# Work order:
Can you lay out every line of the records below as a Markdown table with the columns "Row" and "Line", skipping blank lines and leaving the pictures out?

# Available records:
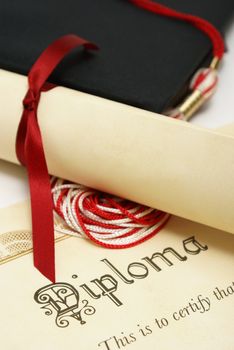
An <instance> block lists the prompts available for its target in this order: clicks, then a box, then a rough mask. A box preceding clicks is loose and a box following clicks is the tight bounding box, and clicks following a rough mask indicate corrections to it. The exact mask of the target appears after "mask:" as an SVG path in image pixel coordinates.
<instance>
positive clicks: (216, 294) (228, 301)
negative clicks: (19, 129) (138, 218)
mask: <svg viewBox="0 0 234 350" xmlns="http://www.w3.org/2000/svg"><path fill="white" fill-rule="evenodd" d="M28 214H29V211H28V208H27V205H24V206H22V205H16V206H12V207H11V208H10V209H9V210H8V209H1V210H0V232H1V234H0V238H1V235H2V233H3V232H6V231H7V232H10V231H14V230H15V229H17V230H25V229H28V228H29V227H30V215H28ZM13 216H14V220H12V217H13ZM153 254H156V255H155V257H154V259H152V255H153ZM161 254H164V255H161ZM147 259H148V260H147ZM149 259H151V261H152V263H151V264H150V263H149ZM56 260H57V262H56V266H57V284H54V285H50V284H49V282H48V280H46V279H45V278H44V277H43V276H42V275H40V273H39V272H38V271H37V270H36V269H35V268H34V267H33V264H32V255H31V254H27V255H25V256H22V257H19V258H18V259H14V260H11V261H9V262H7V263H5V264H2V265H0V286H1V288H0V290H1V292H0V295H1V299H0V307H1V317H0V329H1V346H2V348H3V349H4V350H13V349H16V348H17V349H30V350H39V349H48V350H49V349H58V350H60V349H61V350H62V349H65V348H77V349H81V350H90V349H93V350H94V349H97V350H106V349H110V350H119V349H132V350H141V349H143V348H145V349H148V350H154V349H156V348H157V349H159V350H171V349H172V348H175V349H177V348H178V349H181V350H187V349H190V350H195V349H196V350H197V349H198V348H199V349H201V350H207V349H214V348H215V349H216V348H217V349H222V350H232V349H233V345H234V342H233V322H234V311H233V310H234V278H233V264H234V236H233V235H230V234H227V233H225V232H220V231H218V230H215V229H211V228H208V227H206V226H202V225H199V224H195V223H192V222H190V221H186V220H184V219H180V218H176V217H172V218H171V220H170V221H169V223H168V224H167V226H166V228H165V229H163V230H162V231H161V232H160V233H159V234H158V235H157V236H155V237H154V238H153V239H151V240H149V241H148V242H145V243H143V244H141V245H140V246H137V247H134V248H131V249H127V250H107V249H104V248H101V247H97V246H95V245H93V244H92V243H90V242H89V241H86V240H84V239H78V238H73V237H71V238H68V239H66V240H63V241H61V242H59V243H57V244H56ZM154 264H155V265H154ZM101 287H102V288H101ZM52 288H53V289H52ZM87 288H89V289H90V290H91V291H92V292H93V293H95V294H93V295H92V296H91V295H90V294H89V293H88V292H87ZM214 292H215V293H214ZM199 300H200V301H199ZM189 303H190V304H191V305H192V307H193V308H191V307H190V306H189ZM196 305H197V306H196ZM82 308H83V309H82ZM193 310H195V311H193ZM79 312H80V313H79ZM74 314H76V317H71V315H73V316H74ZM162 324H164V325H163V326H162ZM160 327H162V328H160Z"/></svg>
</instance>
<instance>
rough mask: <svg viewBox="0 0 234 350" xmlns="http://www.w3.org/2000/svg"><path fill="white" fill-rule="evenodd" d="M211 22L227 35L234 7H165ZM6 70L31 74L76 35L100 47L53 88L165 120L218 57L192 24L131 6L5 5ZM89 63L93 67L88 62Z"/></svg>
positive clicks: (4, 66)
mask: <svg viewBox="0 0 234 350" xmlns="http://www.w3.org/2000/svg"><path fill="white" fill-rule="evenodd" d="M160 2H161V3H162V4H164V5H167V6H170V7H172V8H174V9H176V10H179V11H184V12H187V13H191V14H194V15H198V16H200V17H202V18H205V19H207V20H209V21H210V22H211V23H213V24H214V25H215V26H216V27H217V28H218V29H219V30H221V31H222V32H224V30H225V28H226V25H227V24H228V22H229V20H230V19H231V15H232V13H233V10H234V3H233V0H223V1H218V0H196V1H187V0H176V1H175V0H161V1H160ZM0 23H1V32H0V46H1V53H0V68H3V69H6V70H9V71H13V72H17V73H20V74H27V73H28V71H29V69H30V68H31V66H32V64H33V63H34V61H35V60H36V59H37V57H38V56H39V55H40V53H41V52H42V51H43V49H44V48H45V47H46V46H47V45H48V44H49V43H50V42H51V41H53V40H55V39H56V38H57V37H59V36H61V35H64V34H67V33H70V32H71V33H75V34H78V35H80V36H82V37H84V38H86V39H88V40H90V41H93V42H95V43H96V44H97V45H98V46H99V47H100V52H98V53H97V54H96V53H95V54H90V53H84V54H82V55H85V56H86V59H85V60H82V59H81V60H79V61H78V60H77V52H74V53H73V54H71V55H70V56H69V57H68V58H67V59H65V60H64V62H63V63H62V64H61V65H60V67H59V68H58V69H57V70H56V73H55V74H54V75H53V76H52V78H51V81H53V82H55V83H57V84H59V85H63V86H66V87H70V88H73V89H77V90H81V91H85V92H88V93H91V94H95V95H98V96H101V97H105V98H108V99H113V100H115V101H120V102H123V103H126V104H130V105H133V106H137V107H140V108H144V109H147V110H151V111H155V112H162V111H163V110H164V109H165V108H166V107H168V106H169V105H171V104H172V101H175V100H178V98H179V96H181V94H182V93H183V90H184V88H185V86H186V82H187V81H188V79H189V78H190V77H191V75H192V74H193V73H194V72H195V71H196V69H197V68H198V67H199V66H200V65H201V64H202V63H203V62H204V60H206V58H207V57H208V55H209V54H210V53H211V43H210V41H209V39H208V38H207V37H206V36H205V35H204V34H203V33H201V32H200V31H199V30H197V29H196V28H194V27H192V26H191V25H190V24H188V23H182V22H178V21H176V20H174V19H170V18H165V17H161V16H158V15H155V14H152V13H150V12H147V11H145V10H143V9H140V8H138V7H136V6H134V5H133V4H132V3H130V2H129V1H128V0H102V1H100V0H86V1H82V0H74V1H72V0H68V1H58V0H41V1H37V2H35V1H30V0H21V1H11V2H9V1H7V0H2V1H1V2H0ZM87 56H88V59H87Z"/></svg>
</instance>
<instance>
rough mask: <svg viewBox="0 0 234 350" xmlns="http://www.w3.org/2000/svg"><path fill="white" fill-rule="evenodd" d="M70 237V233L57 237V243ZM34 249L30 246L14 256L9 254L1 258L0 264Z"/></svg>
mask: <svg viewBox="0 0 234 350" xmlns="http://www.w3.org/2000/svg"><path fill="white" fill-rule="evenodd" d="M70 237H71V236H69V235H63V236H61V237H57V238H55V243H58V242H61V241H63V240H65V239H67V238H70ZM32 251H33V248H30V249H27V250H25V251H23V252H20V253H18V254H15V255H13V256H9V257H6V258H3V259H2V260H0V265H3V264H6V263H7V262H9V261H12V260H15V259H18V258H20V257H21V256H24V255H27V254H29V253H32Z"/></svg>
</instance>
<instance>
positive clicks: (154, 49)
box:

# Answer space:
| Row | Line |
|---|---|
| 1 | An <instance> block lists the prompts available for its target in this order: clicks, then a box, then a rough mask. A box preceding clicks is loose and a box following clicks is the tight bounding box, and clicks following a rough mask indicate corrections to it. The exact mask of the target appears after "mask:" as an SVG path in image pixel coordinates. |
| 2 | <instance> |
| 3 | positive clicks: (216, 294) (228, 301) |
| 4 | negative clicks: (19, 129) (138, 218) |
| 5 | mask: <svg viewBox="0 0 234 350" xmlns="http://www.w3.org/2000/svg"><path fill="white" fill-rule="evenodd" d="M28 214H29V211H28V208H27V205H24V206H22V205H16V206H12V207H11V208H10V209H9V210H8V209H1V210H0V232H1V234H0V238H1V235H2V233H3V232H6V231H7V232H10V231H14V230H15V229H17V230H25V229H28V228H29V227H30V215H28ZM13 216H14V220H12V217H13ZM153 254H156V255H155V257H154V259H152V255H153ZM161 254H164V255H161ZM147 259H148V260H147ZM149 259H151V261H152V263H151V264H150V263H149ZM56 260H57V262H56V266H57V284H54V285H50V284H49V282H48V280H46V279H45V278H44V277H43V276H42V275H40V273H39V272H38V271H37V270H36V269H35V268H34V267H33V264H32V255H31V254H27V255H25V256H22V257H19V258H18V259H14V260H11V261H9V262H7V263H5V264H2V265H0V286H1V288H0V290H1V292H0V295H1V299H0V307H1V317H0V329H1V346H2V348H3V349H4V350H13V349H16V348H17V349H30V350H39V349H48V350H49V349H58V350H60V349H61V350H62V349H65V348H77V349H81V350H90V349H93V350H94V349H97V350H106V349H110V350H119V349H132V350H141V349H143V348H145V349H148V350H154V349H156V348H157V349H159V350H171V349H172V348H175V349H177V348H178V349H181V350H187V349H190V350H195V349H196V350H197V349H198V348H199V349H201V350H207V349H214V348H215V349H216V348H217V349H222V350H232V349H233V345H234V342H233V322H234V311H233V310H234V278H233V264H234V236H233V235H230V234H227V233H225V232H220V231H218V230H215V229H211V228H208V227H206V226H202V225H199V224H195V223H192V222H190V221H186V220H184V219H180V218H176V217H172V218H171V220H170V221H169V223H168V224H167V226H166V228H165V229H163V230H162V231H161V232H160V233H159V234H158V235H157V236H155V237H154V238H153V239H151V240H149V241H148V242H145V243H143V244H141V245H140V246H137V247H134V248H131V249H127V250H107V249H104V248H101V247H97V246H95V245H93V244H92V243H90V242H89V241H86V240H84V239H78V238H73V237H71V238H68V239H66V240H63V241H61V242H59V243H57V244H56ZM154 264H155V265H154ZM101 287H102V288H101ZM52 288H53V289H52ZM87 288H89V289H90V290H91V291H92V292H93V293H95V294H93V295H92V296H91V295H90V294H89V293H88V292H87ZM214 292H215V293H214ZM199 300H200V301H199ZM189 303H190V304H191V305H192V307H193V308H191V307H190V306H189ZM196 305H197V306H196ZM82 308H83V309H82ZM193 310H195V311H193ZM79 312H80V313H79ZM74 314H76V317H71V315H73V316H74ZM162 324H164V325H163V326H162ZM160 327H162V328H160Z"/></svg> |
| 6 | </instance> |
| 7 | <instance> |
| 8 | rough mask: <svg viewBox="0 0 234 350" xmlns="http://www.w3.org/2000/svg"><path fill="white" fill-rule="evenodd" d="M211 22L227 35L234 7H165ZM6 70L31 74L76 35L100 47L53 88L165 120L218 57L192 24L131 6L5 5ZM89 63L93 67L88 62Z"/></svg> |
| 9 | positive clicks: (4, 66) |
| 10 | mask: <svg viewBox="0 0 234 350" xmlns="http://www.w3.org/2000/svg"><path fill="white" fill-rule="evenodd" d="M160 2H161V3H162V4H164V5H167V6H170V7H172V8H174V9H176V10H179V11H184V12H187V13H191V14H194V15H198V16H200V17H202V18H205V19H207V20H209V21H210V22H211V23H213V24H214V25H215V26H216V27H217V28H218V29H219V30H221V31H222V32H224V30H225V28H226V25H227V24H228V22H229V20H230V19H231V15H232V13H233V10H234V3H233V0H223V1H218V0H196V1H187V0H176V1H175V0H161V1H160ZM0 23H1V32H0V46H1V53H0V68H3V69H6V70H9V71H13V72H17V73H20V74H27V73H28V71H29V69H30V68H31V66H32V64H33V63H34V61H35V60H36V59H37V57H38V56H39V55H40V53H41V52H42V51H43V49H44V48H45V47H46V46H47V45H48V44H49V43H50V42H51V41H53V40H55V39H56V38H57V37H59V36H61V35H64V34H67V33H70V32H71V33H75V34H78V35H80V36H82V37H84V38H86V39H88V40H90V41H93V42H95V43H96V44H97V45H98V46H99V47H100V52H98V53H97V54H96V53H95V54H90V53H84V54H82V55H85V56H86V59H85V60H82V59H81V60H79V61H78V60H77V52H74V53H73V54H71V55H70V56H69V57H68V58H67V59H65V60H64V62H63V63H62V64H61V65H60V67H59V68H58V69H57V70H56V73H55V74H54V75H53V76H52V78H51V81H53V82H55V83H57V84H59V85H63V86H66V87H70V88H73V89H77V90H81V91H85V92H88V93H91V94H95V95H98V96H101V97H105V98H108V99H113V100H115V101H120V102H123V103H126V104H130V105H133V106H137V107H140V108H144V109H147V110H151V111H155V112H162V111H163V110H164V109H165V108H166V107H168V106H169V105H171V104H172V101H175V100H178V98H179V96H181V94H182V93H183V90H184V88H185V86H186V82H187V81H188V79H189V78H190V77H191V75H192V74H193V73H194V72H195V71H196V69H197V68H198V67H199V66H200V65H201V64H202V63H203V62H204V60H206V58H207V57H208V55H209V54H210V53H211V43H210V41H209V39H208V38H207V37H206V36H205V35H204V34H203V33H201V32H200V31H199V30H197V29H196V28H194V27H192V26H191V25H190V24H188V23H182V22H178V21H176V20H174V19H170V18H165V17H161V16H158V15H155V14H152V13H150V12H147V11H145V10H143V9H140V8H138V7H136V6H134V5H133V4H132V3H130V2H129V1H128V0H102V1H100V0H86V1H82V0H74V1H72V0H68V1H58V0H41V1H37V2H35V1H30V0H21V1H11V2H9V1H7V0H2V1H1V2H0ZM87 56H88V59H87Z"/></svg> |
| 11 | </instance> |
| 12 | <instance> |
| 13 | rough mask: <svg viewBox="0 0 234 350" xmlns="http://www.w3.org/2000/svg"><path fill="white" fill-rule="evenodd" d="M70 237V233L57 237V243ZM34 249L30 246L14 256L9 254L1 258L0 264Z"/></svg> |
| 14 | mask: <svg viewBox="0 0 234 350" xmlns="http://www.w3.org/2000/svg"><path fill="white" fill-rule="evenodd" d="M70 237H71V236H69V235H63V236H61V237H57V238H55V243H58V242H61V241H63V240H65V239H67V238H70ZM32 251H33V248H30V249H27V250H25V251H23V252H20V253H18V254H15V255H13V256H9V257H6V258H3V259H2V260H0V265H3V264H6V263H7V262H9V261H12V260H15V259H18V258H20V257H21V256H24V255H27V254H29V253H32Z"/></svg> |
| 15 | </instance> |
| 16 | <instance> |
| 17 | positive clicks: (154, 49) |
| 18 | box: |